Written request: Reproduce the entire passage about texting with Mary and buying whisky, word for word.

Reading passage:
---

Back in March I met a very cool woman named Mary on Hinge, a dating app, and we had a bunch of long intimate video conversations during the first two months of quarantine until she decided she wasn’t ready to pursue anything romantic. And conversation kinda tapered off.
It was a bummer.
A couple of weeks passed before she reached out again, texting me at night just to say hi.
The text would spark a conversation, and conversation would last a couple hours.
Mary texted me again this past Tuesday, bored at home with the day to herself.
She asked what I was up to, I told her I wasn’t up to very much, and then she asked me about the book I was editing. I ended up talking for too long. She said that she had to run an errand at the hardware store and so I told her that I had some whisky here at my apartment (we both like whisky) and that she was welcome to come by for a drink if she was gonna be in the area.
The first part of that was a lie. I didn’t have any whisky. But when I sent that text I thought, It would be nice to have some whisky anyway. So I took a stroll down the block to the liquor store and got a bottle of Knob Creek and came back to my apartment, opened my phone, and saw a text from Mary.
She said in a friendly way that she was very much in the mood for whisky but would prefer someplace public.

---

Lines from a pointing dataset

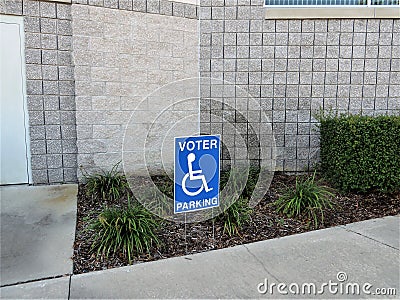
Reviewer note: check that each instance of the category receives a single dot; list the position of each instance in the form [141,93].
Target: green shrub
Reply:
[128,230]
[235,216]
[306,198]
[109,185]
[361,153]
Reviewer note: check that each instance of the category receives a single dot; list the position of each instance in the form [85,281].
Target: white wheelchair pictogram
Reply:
[194,175]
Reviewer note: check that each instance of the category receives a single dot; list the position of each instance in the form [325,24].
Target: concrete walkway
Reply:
[37,232]
[364,254]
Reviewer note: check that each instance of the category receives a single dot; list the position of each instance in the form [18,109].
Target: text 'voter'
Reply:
[198,145]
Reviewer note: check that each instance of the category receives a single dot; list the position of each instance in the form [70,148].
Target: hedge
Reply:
[361,153]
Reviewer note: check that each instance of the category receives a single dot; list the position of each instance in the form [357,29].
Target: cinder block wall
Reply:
[121,56]
[296,67]
[50,87]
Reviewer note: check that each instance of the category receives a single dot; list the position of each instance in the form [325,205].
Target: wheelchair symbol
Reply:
[194,175]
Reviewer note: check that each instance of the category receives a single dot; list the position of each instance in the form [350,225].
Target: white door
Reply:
[14,135]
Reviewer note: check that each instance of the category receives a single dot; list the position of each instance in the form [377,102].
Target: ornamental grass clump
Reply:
[308,198]
[129,231]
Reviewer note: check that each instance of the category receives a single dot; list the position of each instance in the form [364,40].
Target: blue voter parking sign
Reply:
[196,173]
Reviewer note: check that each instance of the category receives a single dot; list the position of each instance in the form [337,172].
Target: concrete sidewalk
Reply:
[37,232]
[364,254]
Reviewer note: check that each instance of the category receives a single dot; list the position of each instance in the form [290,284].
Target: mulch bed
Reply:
[265,224]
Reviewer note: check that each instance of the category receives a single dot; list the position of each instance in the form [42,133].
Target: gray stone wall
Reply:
[50,88]
[159,7]
[296,67]
[121,56]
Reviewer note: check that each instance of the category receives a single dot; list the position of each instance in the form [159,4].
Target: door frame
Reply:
[19,20]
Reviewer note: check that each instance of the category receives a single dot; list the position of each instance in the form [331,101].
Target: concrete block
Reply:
[48,10]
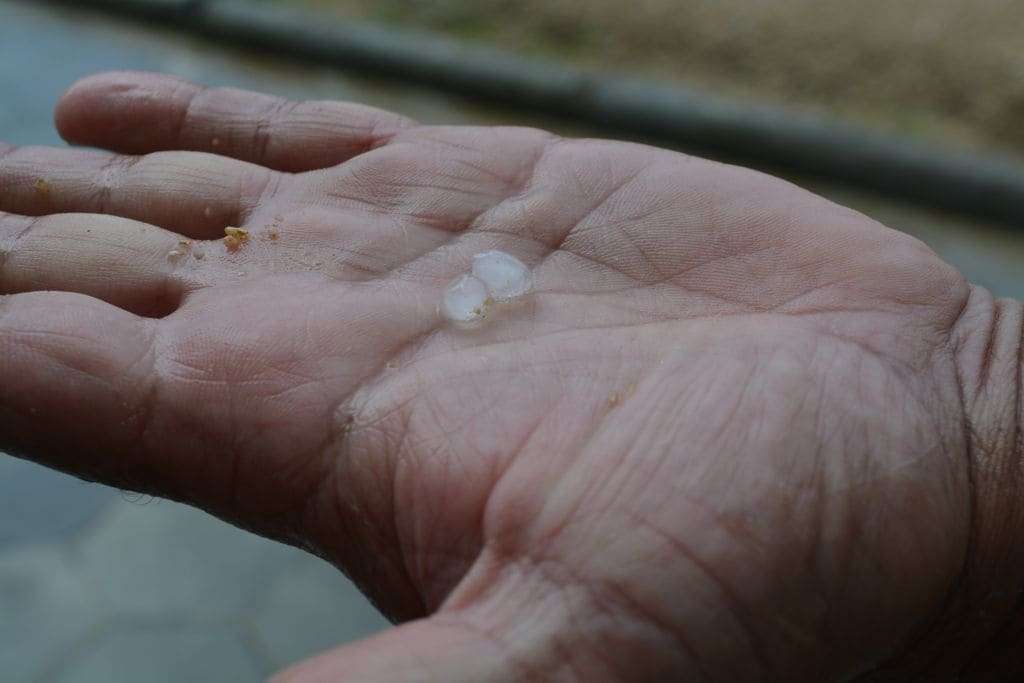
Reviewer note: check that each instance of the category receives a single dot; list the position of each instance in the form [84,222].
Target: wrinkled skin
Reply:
[736,433]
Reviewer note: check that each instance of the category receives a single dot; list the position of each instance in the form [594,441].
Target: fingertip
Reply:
[113,110]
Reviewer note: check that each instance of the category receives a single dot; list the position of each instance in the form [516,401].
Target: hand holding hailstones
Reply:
[496,276]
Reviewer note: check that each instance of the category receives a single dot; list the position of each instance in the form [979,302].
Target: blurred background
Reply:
[99,585]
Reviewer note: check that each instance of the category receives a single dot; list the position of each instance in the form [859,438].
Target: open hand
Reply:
[736,433]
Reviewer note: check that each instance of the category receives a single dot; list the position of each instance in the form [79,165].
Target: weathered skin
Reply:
[737,432]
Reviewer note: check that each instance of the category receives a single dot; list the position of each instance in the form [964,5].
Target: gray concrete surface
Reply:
[98,586]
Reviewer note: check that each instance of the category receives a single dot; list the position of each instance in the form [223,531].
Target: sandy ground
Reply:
[950,71]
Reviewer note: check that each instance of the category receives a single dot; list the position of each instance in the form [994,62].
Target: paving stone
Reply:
[164,559]
[310,607]
[40,505]
[45,608]
[131,653]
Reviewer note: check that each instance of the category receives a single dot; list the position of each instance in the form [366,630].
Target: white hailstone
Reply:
[505,275]
[465,301]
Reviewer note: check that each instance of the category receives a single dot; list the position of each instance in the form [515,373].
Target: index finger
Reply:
[139,113]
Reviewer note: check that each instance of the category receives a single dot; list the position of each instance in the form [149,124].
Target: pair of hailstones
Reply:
[496,278]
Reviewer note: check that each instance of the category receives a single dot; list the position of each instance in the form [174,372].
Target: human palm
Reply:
[725,438]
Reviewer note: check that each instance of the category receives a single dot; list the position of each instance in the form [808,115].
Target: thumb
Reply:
[437,648]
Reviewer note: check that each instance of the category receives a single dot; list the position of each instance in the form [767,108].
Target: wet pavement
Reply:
[99,586]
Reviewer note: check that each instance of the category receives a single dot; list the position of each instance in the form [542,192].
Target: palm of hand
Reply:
[713,410]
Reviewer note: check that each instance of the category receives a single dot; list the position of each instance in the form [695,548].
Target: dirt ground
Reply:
[950,71]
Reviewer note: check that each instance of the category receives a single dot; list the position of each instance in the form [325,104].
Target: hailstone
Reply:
[505,275]
[465,301]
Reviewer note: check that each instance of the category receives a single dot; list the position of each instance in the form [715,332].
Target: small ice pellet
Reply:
[465,301]
[505,275]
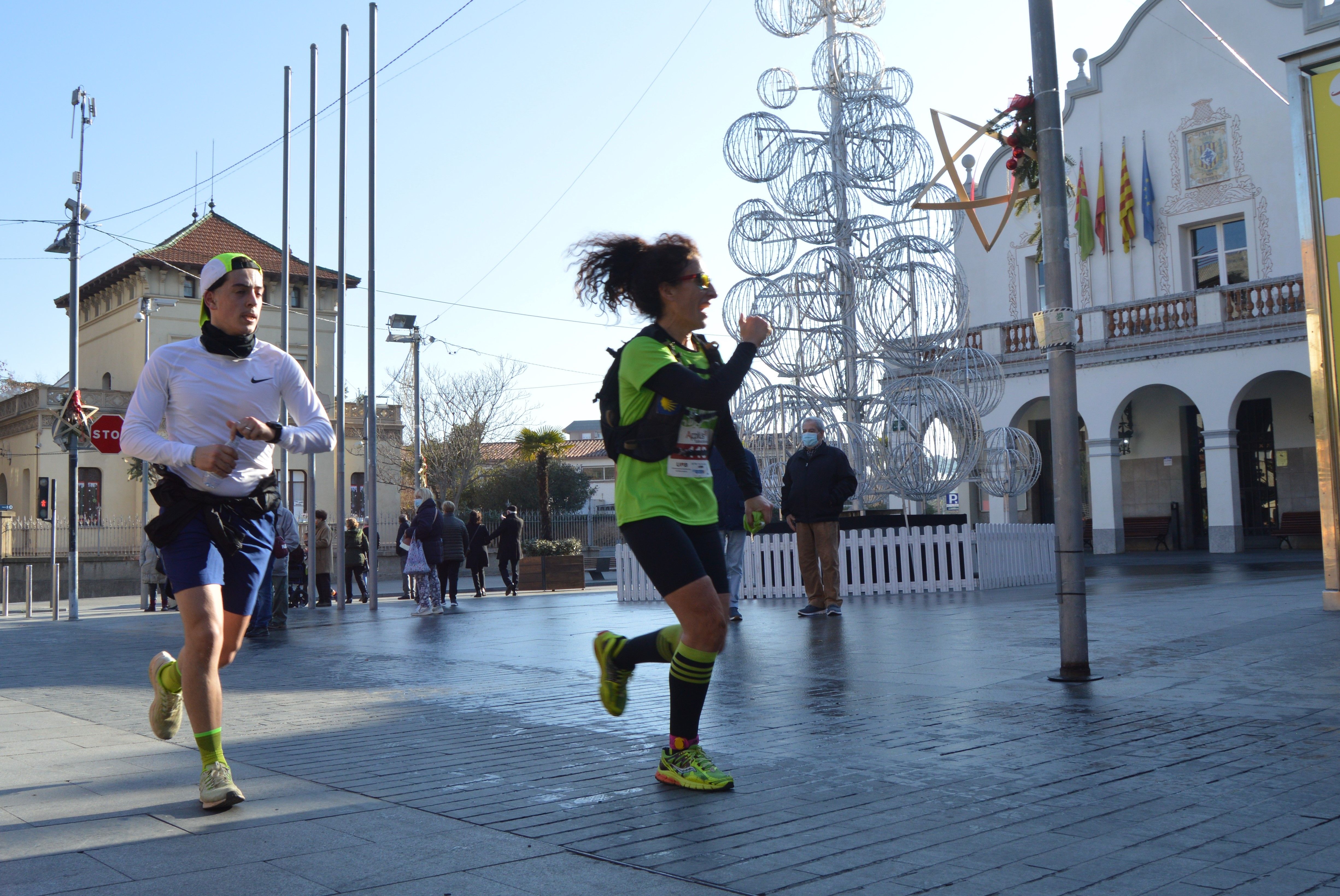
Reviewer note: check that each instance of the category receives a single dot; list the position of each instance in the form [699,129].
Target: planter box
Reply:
[551,574]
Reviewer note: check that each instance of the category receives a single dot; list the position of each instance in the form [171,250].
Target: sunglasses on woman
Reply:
[701,279]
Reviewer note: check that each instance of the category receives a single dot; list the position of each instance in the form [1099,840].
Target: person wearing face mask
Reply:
[818,483]
[218,400]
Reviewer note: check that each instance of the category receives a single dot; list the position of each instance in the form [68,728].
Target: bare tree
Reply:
[462,412]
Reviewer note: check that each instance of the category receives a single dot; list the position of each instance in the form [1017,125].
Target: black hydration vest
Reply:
[657,434]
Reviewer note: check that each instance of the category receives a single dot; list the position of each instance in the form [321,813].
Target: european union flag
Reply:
[1148,196]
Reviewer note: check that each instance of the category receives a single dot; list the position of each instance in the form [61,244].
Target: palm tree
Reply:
[541,447]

---

Output below:
Back in March I met a very cool woman named Mary on Hinge, a dating app, and we had a bunch of long intimate video conversations during the first two months of quarantine until she decided she wasn’t ready to pursue anything romantic. And conversation kinda tapered off.
It was a bummer.
A couple of weeks passed before she reached out again, texting me at night just to say hi.
The text would spark a conversation, and conversation would last a couple hours.
Mary texted me again this past Tuesday, bored at home with the day to herself.
She asked what I was up to, I told her I wasn’t up to very much, and then she asked me about the book I was editing. I ended up talking for too long. She said that she had to run an errand at the hardware store and so I told her that I had some whisky here at my apartment (we both like whisky) and that she was welcome to come by for a drink if she was gonna be in the area.
The first part of that was a lie. I didn’t have any whisky. But when I sent that text I thought, It would be nice to have some whisky anyway. So I took a stroll down the block to the liquor store and got a bottle of Knob Creek and came back to my apartment, opened my phone, and saw a text from Mary.
She said in a friendly way that she was very much in the mood for whisky but would prefer someplace public.